The process of discovering when to terminate research seems to be different for biologics than for chemical entities. Biologics
are less likely than chemical compounds to be eliminated in Phase I and II testing, but they are more likely to be discontinued
at Phase III.5 A CRO with experience navigating these clinical waters is key to developing a successful product submission.
The CRO should have experience in implementing demanding fast-track and accelerated approval programs.
FDA is predisposed to accelerating the approval for drugs that fulfill unmet medical needs such as cancer and viral diseases.

Extracted entries:

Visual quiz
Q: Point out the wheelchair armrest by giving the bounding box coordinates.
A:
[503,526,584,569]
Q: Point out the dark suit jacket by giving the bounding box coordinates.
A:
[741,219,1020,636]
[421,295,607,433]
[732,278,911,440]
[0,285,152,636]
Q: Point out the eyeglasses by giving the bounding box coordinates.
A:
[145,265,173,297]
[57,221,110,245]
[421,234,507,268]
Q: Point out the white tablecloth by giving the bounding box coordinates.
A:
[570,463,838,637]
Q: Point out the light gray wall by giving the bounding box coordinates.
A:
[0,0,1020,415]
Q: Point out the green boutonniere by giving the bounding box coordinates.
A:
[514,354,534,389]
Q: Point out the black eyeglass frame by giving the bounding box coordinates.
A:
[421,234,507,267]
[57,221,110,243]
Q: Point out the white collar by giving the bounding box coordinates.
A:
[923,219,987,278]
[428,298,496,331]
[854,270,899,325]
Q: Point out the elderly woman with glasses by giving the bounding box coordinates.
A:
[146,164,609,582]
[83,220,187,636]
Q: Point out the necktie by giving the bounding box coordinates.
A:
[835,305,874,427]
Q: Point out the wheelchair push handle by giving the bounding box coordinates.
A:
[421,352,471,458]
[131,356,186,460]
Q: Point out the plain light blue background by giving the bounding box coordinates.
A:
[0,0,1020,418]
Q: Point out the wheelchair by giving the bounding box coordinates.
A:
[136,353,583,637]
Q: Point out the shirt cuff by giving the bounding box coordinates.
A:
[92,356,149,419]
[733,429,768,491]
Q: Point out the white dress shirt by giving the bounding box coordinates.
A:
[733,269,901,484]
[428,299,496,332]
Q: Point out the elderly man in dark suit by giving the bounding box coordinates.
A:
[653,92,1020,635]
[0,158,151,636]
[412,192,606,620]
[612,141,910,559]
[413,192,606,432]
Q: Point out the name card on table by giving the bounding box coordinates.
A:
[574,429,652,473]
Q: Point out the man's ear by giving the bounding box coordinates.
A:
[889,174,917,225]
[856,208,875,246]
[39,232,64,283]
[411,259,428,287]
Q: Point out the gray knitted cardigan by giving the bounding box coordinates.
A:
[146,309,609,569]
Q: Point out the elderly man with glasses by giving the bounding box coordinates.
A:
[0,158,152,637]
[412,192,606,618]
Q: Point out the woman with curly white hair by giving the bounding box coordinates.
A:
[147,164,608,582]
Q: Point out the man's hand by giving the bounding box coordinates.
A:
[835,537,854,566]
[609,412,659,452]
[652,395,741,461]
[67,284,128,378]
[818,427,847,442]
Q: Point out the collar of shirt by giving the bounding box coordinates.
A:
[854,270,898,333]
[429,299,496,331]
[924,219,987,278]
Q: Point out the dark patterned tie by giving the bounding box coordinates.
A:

Exercises:
- a) According to the excerpt on biologic drug development, at which phase of testing are biologics more likely than chemical compounds to be discontinued?
- b) Continue the excerpt on biologic drug development with a few sentences that pick up after its last sentence.
You can complete the work without using the data.

Your written answers:
- a) Phase III.

- b)
Biotech companies developing products that fall into these two therapeutic categories, including oncology, infectious diseases,
autoimmune, HIV/AIDS, and central nervous system (neurodegenerative diseases), should consider partnering with CROs who can
maneuver the complex trial implementation and conduct that accelerated approval processes present. With more biotech products
entering late-stage trials, Ernst and Young analysts have said, "Biotech companies no longer are the minor-league managers
of drug development, passing off potential star products to big pharma for a license fee and single-digit royalties, then
returning to the laboratory to make more discoveries."6 They are now collaborating in co-development deals with big pharma companies where they often take the lead in development
while the pharma company provides the sales and marketing efforts to ensure an equitable share of the profits. With biotech
companies taking the lead in terms of development, a key issue they face is outsourcing to the appropriate CRO if they do
not have the resources to carry out the clinical trial programs internally.
The CRO should facilitate a smooth integration of specialty vendors and service providers into the development team.